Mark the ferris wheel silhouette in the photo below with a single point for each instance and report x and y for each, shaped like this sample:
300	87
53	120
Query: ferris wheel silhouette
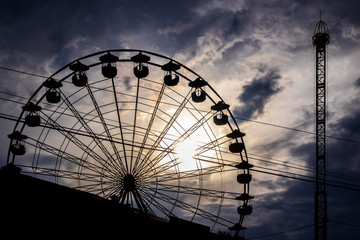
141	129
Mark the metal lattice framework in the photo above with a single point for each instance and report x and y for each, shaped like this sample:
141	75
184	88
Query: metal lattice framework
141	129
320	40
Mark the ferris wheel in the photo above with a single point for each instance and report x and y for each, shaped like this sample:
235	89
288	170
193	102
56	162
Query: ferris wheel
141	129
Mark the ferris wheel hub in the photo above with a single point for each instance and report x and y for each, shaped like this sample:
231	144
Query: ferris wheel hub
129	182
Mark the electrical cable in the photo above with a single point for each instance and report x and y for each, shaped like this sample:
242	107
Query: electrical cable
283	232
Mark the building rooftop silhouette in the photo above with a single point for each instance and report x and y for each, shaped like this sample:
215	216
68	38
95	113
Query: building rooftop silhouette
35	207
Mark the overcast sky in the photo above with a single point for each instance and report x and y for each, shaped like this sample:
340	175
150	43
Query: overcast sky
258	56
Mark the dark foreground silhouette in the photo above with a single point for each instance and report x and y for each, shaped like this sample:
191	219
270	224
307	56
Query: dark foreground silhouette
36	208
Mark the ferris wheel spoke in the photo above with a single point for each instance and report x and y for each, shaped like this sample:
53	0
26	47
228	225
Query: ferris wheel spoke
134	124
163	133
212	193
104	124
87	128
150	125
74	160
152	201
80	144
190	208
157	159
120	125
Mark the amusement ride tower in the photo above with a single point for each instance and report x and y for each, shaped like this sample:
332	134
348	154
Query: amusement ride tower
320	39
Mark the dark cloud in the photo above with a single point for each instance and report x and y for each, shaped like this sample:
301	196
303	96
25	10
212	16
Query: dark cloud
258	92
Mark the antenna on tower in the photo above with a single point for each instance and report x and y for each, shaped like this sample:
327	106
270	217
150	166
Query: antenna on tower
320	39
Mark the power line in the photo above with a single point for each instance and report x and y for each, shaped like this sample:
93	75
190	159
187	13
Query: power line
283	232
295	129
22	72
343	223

-- -- --

- [SHORT EXERCISE]: Rewrite all of the records above as a numbered list, one line per number, with blank lines dropped and the pictures left out.

- [RESULT OF THIS TASK]:
1. Mark the ferris wheel silhouette in the photo below with a single point for each instance and report x and y for each, shaped like this sample:
2. 300	87
3. 53	120
4. Query: ferris wheel silhouette
5. 141	129
6. Mark the metal lattice framework in the photo above with a single point for each instance and report x and y for each, shaped like this sample:
7. 141	75
8. 184	88
9. Query: metal lattice framework
10. 141	129
11. 320	40
12. Mark the ferris wheel in the photo above with a single point for each instance and report x and y for each, shaped like this sample:
13. 235	89
14. 288	170
15. 193	102
16. 56	162
17. Query: ferris wheel
18. 141	129
19. Mark the ferris wheel hub in the photo above with a single point for each instance and report x and y for each, shaped like this sample:
20. 231	144
21. Query: ferris wheel hub
22. 129	182
23. Mark the electrical cable in the photo above with a single point for each instance and report x and y for each, shaped like this sample:
24. 242	107
25. Query: electrical cable
26. 283	232
27. Mark the building rooftop silhouette in the photo above with a single point for each instance and report x and y for each, shaped like this sample:
28. 215	216
29. 68	38
30. 95	113
31. Query: building rooftop silhouette
32. 35	207
33. Mark the overcast sky in the photo above with a single point for each instance and report x and y for each, shaped like this sample:
34. 340	175
35. 150	43
36. Query: overcast sky
37. 258	56
38. Mark the dark foreground silhouette in the photo above with a single point for each instance and report x and y for each, shaped like this sample:
39. 191	219
40. 270	224
41. 307	56
42. Query: dark foreground silhouette
43. 36	208
44. Mark the ferris wheel spoke in the photo above with a single point for each instance and report x and y for each, shaped like this sample:
45. 53	0
46. 26	47
47. 228	225
48. Query: ferris wheel spoke
49. 134	124
50. 163	133
51. 212	193
52. 104	124
53. 87	128
54. 150	125
55. 74	160
56. 152	201
57. 80	144
58. 190	208
59. 157	159
60. 120	125
61. Mark the amusement ride tower in the photo above with a single point for each instance and report x and y for each, shaped like this sample:
62. 332	134
63. 348	154
64. Query: amusement ride tower
65. 320	39
66. Mark the dark cloud in the photo above with a single point for each instance and report x and y for each, shaped like this sample:
67. 301	196
68. 303	96
69. 25	10
70. 212	16
71. Query: dark cloud
72. 258	92
73. Mark the antenna on tower in the photo above with a single point for each instance and report x and y for each, shaped like this sample:
74. 327	106
75. 270	217
76. 150	166
77. Query: antenna on tower
78. 320	39
79. Mark the power line in the photo above with a single point for each instance and report x and y for each, shaped like this sample:
80. 93	75
81. 190	159
82. 187	13
83. Query: power line
84. 283	232
85. 295	129
86. 22	72
87. 343	223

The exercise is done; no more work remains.